>>>>

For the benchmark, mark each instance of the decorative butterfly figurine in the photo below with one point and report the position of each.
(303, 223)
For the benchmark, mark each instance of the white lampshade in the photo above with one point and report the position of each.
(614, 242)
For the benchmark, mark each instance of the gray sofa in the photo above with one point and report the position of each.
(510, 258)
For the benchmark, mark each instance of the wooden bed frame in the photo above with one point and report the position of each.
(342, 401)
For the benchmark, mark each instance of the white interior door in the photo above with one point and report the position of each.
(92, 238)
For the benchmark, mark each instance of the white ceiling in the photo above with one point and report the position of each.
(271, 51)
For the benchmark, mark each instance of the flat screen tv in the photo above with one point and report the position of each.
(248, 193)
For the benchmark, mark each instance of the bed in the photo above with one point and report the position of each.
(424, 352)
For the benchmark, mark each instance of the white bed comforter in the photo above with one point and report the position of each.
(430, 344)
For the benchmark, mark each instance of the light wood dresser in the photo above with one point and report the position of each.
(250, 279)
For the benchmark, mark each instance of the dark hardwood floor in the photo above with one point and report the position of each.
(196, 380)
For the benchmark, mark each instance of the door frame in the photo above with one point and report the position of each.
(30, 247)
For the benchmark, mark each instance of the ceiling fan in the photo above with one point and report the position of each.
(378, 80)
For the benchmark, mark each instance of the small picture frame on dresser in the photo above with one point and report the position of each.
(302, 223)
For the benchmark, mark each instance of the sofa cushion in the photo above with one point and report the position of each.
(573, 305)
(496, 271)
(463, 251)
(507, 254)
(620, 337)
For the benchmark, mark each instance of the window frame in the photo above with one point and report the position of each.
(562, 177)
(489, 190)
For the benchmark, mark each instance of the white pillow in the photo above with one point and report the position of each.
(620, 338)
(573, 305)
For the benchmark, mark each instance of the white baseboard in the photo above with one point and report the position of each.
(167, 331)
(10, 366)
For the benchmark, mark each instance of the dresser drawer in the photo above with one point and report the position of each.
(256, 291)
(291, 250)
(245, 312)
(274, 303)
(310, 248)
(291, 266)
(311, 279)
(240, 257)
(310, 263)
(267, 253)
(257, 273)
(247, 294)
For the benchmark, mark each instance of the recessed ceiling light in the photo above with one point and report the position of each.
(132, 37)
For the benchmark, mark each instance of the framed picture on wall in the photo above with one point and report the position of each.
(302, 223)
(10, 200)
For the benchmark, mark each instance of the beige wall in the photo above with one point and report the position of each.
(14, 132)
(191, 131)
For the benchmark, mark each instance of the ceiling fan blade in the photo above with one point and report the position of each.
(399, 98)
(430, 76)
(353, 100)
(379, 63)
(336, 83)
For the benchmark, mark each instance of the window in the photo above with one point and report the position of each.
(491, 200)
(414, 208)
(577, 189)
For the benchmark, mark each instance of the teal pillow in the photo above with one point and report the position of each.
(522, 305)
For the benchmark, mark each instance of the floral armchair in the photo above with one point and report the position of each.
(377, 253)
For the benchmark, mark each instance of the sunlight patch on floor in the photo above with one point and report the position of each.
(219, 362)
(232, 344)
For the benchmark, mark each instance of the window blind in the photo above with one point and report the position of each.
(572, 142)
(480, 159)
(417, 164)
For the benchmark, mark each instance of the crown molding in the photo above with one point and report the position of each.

<<<<

* **What you are asked to do**:
Repeat each entry word for word.

* **Solution to this exercise**:
For the benchmark, mark each instance of the decorative butterfly figurine in the photo below with one point and report the position of each.
(303, 223)
For the benchmark, mark each instance of the white lampshade in the photo above with one point and report the position of each.
(614, 242)
For the benchmark, mark each instance of the gray sofa in the photo above with one point and report the position of each.
(510, 258)
For the benchmark, mark each instance of the wooden bed frame in the photo above with one point and report the position of each.
(342, 401)
For the benchmark, mark each instance of the white interior door in the photo above with one point and report the position of each.
(92, 238)
For the benchmark, mark each instance of the white ceiling in the photo above with one point and report the position of each.
(271, 51)
For the benchmark, mark each instance of the flat screen tv in the photo above with one point and report the position of each.
(248, 193)
For the benchmark, mark each instance of the bed in the photo above with one point and report the position of each.
(424, 352)
For the benchmark, mark each instance of the white bed comforter in the photo above with one point and report the position of each.
(430, 344)
For the benchmark, mark each instance of the light wood dresser in the photo above with one point and report the position of each.
(250, 279)
For the benchmark, mark each instance of the dark hardwood floor in the photo above with one point and report the position of each.
(196, 380)
For the benchmark, mark each instance of the door frame in the photo above with one point and report the position of each.
(30, 247)
For the benchmark, mark each instance of the ceiling fan in the photo above with one point and report the position of each.
(378, 80)
For the benchmark, mark each instance of the small picture frame on dresser in the photo above with one point and report the position of each.
(302, 223)
For the benchmark, mark each instance of the sofa cushion in the photo above with one point and report the position of each.
(573, 305)
(496, 271)
(463, 251)
(507, 254)
(620, 337)
For the benchmark, mark each instance of the window frame in the photo above with one point and report the position of each.
(562, 177)
(489, 190)
For the benchmark, mark each instance of the white pillow in the photo above with one point and report the position of each.
(620, 338)
(573, 305)
For the benchmark, mark each instance of the white baseboard in the photo above with one point and report the position of each.
(167, 331)
(10, 366)
For the benchmark, mark each instance of the dresser drawer in the photo above with one point and report the position of each.
(256, 291)
(291, 250)
(245, 312)
(274, 303)
(310, 248)
(291, 266)
(311, 279)
(240, 257)
(310, 263)
(267, 253)
(257, 273)
(247, 294)
For the benchmark, mark each instance of the recessed ceiling light in the photo above with one point and report the position of each.
(132, 37)
For the benchmark, mark each instance of the framed picture on wall in the photo above with one point and report the position of each.
(302, 223)
(10, 200)
For the benchmark, mark each instance of the beige wall in the photo above with one point and report the position of each.
(14, 132)
(191, 131)
For the benchmark, mark each instance of the ceiling fan blade in the photo above with one point and report the position of each.
(399, 98)
(430, 76)
(353, 100)
(379, 63)
(336, 83)
For the benchmark, mark each instance of the window in the photo above with one point and report the position of each.
(491, 200)
(414, 208)
(577, 189)
For the benchmark, mark each instance of the teal pillow in the photo above with one point and report the position of each.
(522, 305)
For the benchmark, mark each instance of the floral armchair in the photo above with one point and report the position of each.
(377, 253)
For the benchmark, mark each instance of the sunlight patch on floor in the photo above with one point and report the position of each.
(219, 362)
(232, 344)
For the benchmark, mark each instance of the window blind in the photo above with one point and report the position of each.
(572, 142)
(480, 159)
(417, 164)
For the benchmark, mark each instance of the crown molding in the photo above with one point and report the position of each.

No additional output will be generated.